> [Task prompt]: Every record, apart from its pictures, should be repeated exactly.

> [Data records]:
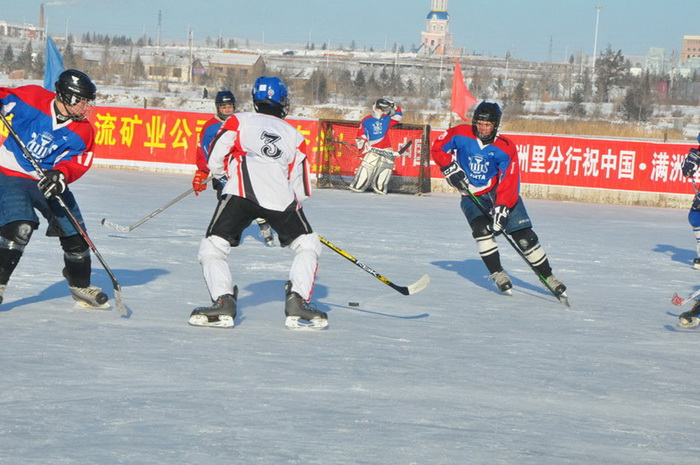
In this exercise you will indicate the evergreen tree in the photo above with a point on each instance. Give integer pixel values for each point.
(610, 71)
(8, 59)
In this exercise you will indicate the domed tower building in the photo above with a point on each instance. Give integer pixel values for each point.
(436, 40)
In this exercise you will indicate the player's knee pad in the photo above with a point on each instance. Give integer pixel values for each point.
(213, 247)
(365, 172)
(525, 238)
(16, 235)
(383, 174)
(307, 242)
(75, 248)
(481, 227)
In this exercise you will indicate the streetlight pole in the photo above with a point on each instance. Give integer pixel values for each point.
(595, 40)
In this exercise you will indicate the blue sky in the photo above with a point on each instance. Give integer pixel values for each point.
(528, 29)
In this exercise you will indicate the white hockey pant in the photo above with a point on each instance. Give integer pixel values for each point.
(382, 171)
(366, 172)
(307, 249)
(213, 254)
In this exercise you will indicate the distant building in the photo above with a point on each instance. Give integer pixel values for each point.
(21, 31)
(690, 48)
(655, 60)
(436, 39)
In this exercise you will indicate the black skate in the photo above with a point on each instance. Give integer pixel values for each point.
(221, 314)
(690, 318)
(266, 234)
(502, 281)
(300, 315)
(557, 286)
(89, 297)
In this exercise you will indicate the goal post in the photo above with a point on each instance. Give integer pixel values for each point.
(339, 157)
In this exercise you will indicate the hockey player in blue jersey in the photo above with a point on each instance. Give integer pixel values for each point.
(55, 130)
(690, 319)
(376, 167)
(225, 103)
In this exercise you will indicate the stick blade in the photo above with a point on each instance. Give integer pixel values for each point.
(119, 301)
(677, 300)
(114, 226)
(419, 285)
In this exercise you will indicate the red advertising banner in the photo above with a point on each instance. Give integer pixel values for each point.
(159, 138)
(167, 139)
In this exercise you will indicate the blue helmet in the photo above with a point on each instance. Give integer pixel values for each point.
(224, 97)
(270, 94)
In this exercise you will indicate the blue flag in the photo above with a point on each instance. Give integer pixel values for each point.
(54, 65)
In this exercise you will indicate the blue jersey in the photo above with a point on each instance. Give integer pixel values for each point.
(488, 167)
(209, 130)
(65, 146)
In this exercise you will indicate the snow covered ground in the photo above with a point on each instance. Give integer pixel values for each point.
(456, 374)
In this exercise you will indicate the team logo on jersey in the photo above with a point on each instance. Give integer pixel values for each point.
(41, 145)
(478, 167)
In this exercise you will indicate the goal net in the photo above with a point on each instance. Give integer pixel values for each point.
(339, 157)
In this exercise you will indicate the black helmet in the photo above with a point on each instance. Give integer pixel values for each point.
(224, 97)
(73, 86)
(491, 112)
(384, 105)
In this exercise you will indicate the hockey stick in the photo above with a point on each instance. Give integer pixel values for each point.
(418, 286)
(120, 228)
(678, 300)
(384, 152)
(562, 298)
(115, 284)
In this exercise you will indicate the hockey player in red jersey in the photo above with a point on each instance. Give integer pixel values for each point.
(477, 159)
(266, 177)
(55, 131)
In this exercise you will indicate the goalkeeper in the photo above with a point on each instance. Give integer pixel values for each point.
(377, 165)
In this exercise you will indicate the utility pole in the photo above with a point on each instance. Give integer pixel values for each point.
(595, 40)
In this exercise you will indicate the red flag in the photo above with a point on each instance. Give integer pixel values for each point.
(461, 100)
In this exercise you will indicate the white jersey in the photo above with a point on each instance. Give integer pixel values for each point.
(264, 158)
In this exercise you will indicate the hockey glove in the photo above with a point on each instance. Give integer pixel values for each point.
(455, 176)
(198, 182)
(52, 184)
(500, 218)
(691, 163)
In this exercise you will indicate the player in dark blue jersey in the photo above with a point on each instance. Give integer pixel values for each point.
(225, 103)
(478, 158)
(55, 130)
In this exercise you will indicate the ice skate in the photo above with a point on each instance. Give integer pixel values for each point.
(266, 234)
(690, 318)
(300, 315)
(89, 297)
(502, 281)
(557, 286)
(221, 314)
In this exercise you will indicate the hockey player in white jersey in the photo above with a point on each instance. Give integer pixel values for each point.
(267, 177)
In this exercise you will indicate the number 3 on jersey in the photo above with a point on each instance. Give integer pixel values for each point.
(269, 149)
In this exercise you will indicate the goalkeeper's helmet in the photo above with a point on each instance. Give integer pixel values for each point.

> [Task answer]:
In this exercise you will indicate the evergreen tree in the photo above with a point on each instance. Give integer pixel values for each point.
(610, 71)
(8, 59)
In this exercise you will indicate the domed tower building in the photo above with a point on each instance. Give integer pixel values for each point.
(436, 40)
In this exercise you will indicate the player's knee pad in the photo above with a point on each instance. Give integer pixel values for each point.
(213, 247)
(365, 172)
(525, 238)
(16, 235)
(383, 174)
(307, 242)
(75, 248)
(481, 227)
In this exercise you will indicate the streetlight pole in the photo above with a point on each instance. Give integer pixel values for each point.
(595, 40)
In this exercise you will indicate the blue sky in the photo above with a point on each instance. Give integer pixel values for each point.
(528, 29)
In this exercise you will indicate the white hockey pant in the photo above with a point on each instance. Give integer pixel values for each point.
(382, 171)
(366, 172)
(307, 249)
(213, 254)
In this exercise you will indicate the distant building in the photo above with a point on each instance. Give integer pixel values for each point.
(21, 31)
(690, 48)
(655, 60)
(436, 39)
In this exercise you will indicate the black skate in the photo above with a point on each instance. Give integer pixel values for each point.
(221, 314)
(690, 318)
(266, 234)
(502, 281)
(300, 315)
(557, 286)
(89, 297)
In this exercise you will indicate the goal post in the photo above with a point on each instance. Give integer pixel values for each point.
(339, 157)
In this exercise you will indicate the hockey player in blue jersey in the photo above with a point on each instance. Give integer pixel values for each point.
(55, 130)
(690, 319)
(376, 167)
(225, 103)
In this exercise you will indicate the stick blade in the photo above with a point on each instance. Give integer pixel values for each point.
(119, 301)
(677, 300)
(114, 226)
(419, 285)
In this exercise you will indicate the red advertising banner in the photo above with a point on each instance. Give integer pixel values for each point.
(159, 138)
(167, 139)
In this exercise you will indicate the blue helmet in the photo above with a point on each instance. Give integer pixel values for each point.
(224, 97)
(270, 94)
In this exercise you will indicate the blue flag in the photo above with a point on each instance. Give integer pixel values for each point.
(54, 65)
In this exercise you will indicate the blue jersey in the photo above with a point on each instance. Give integer pixel values for each point.
(488, 167)
(209, 130)
(65, 146)
In this exercise you will indicate the snow covered ground in the photo above with a point on each instance. Give integer pixel values for each point.
(456, 374)
In this exercise you will indicate the team logo on jersey in the photo above with a point on each instance. Give integer pixel values for each point.
(41, 145)
(478, 167)
In this exercise you will indicate the goal net in the photo above with a point on each instance. Give integer pixel values for each point.
(339, 157)
In this exercise you will indicate the black helmet in the photo above with a point on each instance. Give integer pixel values for each point.
(224, 97)
(73, 86)
(491, 112)
(384, 105)
In this exercise you will indicate the hockey stick in the photo above with a point on each instance. Give integer pixel values for each point.
(418, 286)
(120, 228)
(678, 300)
(384, 152)
(562, 298)
(115, 284)
In this exercise you will indicate the hockey player in red jersey in the photo above with a point on each instance. Give integer pixel values for each point.
(477, 159)
(266, 177)
(55, 131)
In this exercise you will indicate the goalkeeper in the photo above with a point on each instance. Give integer pixel values for each point.
(377, 165)
In this exercise you will indicate the utility pole in the photo above with a point on each instance. Give integer pixel values for each point.
(595, 40)
In this exercise you will indicate the red flag in the photo above with a point on each instance. Give integer pixel values for each point.
(461, 100)
In this exercise you will indicate the white jersey in the photo above with a point on each instance. Give integer pixel values for each point.
(264, 158)
In this exercise you will indicate the hockey glove in the photo above with a point on each instance. Give integer pixel values for each point.
(455, 176)
(198, 182)
(52, 184)
(500, 218)
(691, 163)
In this exercise you will indicate the player in dark blue jersey in the photo above with a point on each instance. Give integer pixel values for each point.
(225, 103)
(478, 158)
(55, 130)
In this exercise you will indicate the ice skate in the photo above with a point on each instance. Give integer pixel values for each point.
(266, 234)
(690, 318)
(300, 315)
(89, 297)
(502, 281)
(557, 286)
(221, 314)
In this exercise you will indicate the hockey player in white jersey in the photo above with a point on each instance. Give integer pixel values for each point.
(267, 177)
In this exercise you will indicate the number 3 on jersey in the photo above with a point on each instance. Give integer pixel values for each point.
(269, 149)
In this exercise you will indicate the goalkeeper's helmet in the photo above with a point on each instance. Give integer pixel values for each point.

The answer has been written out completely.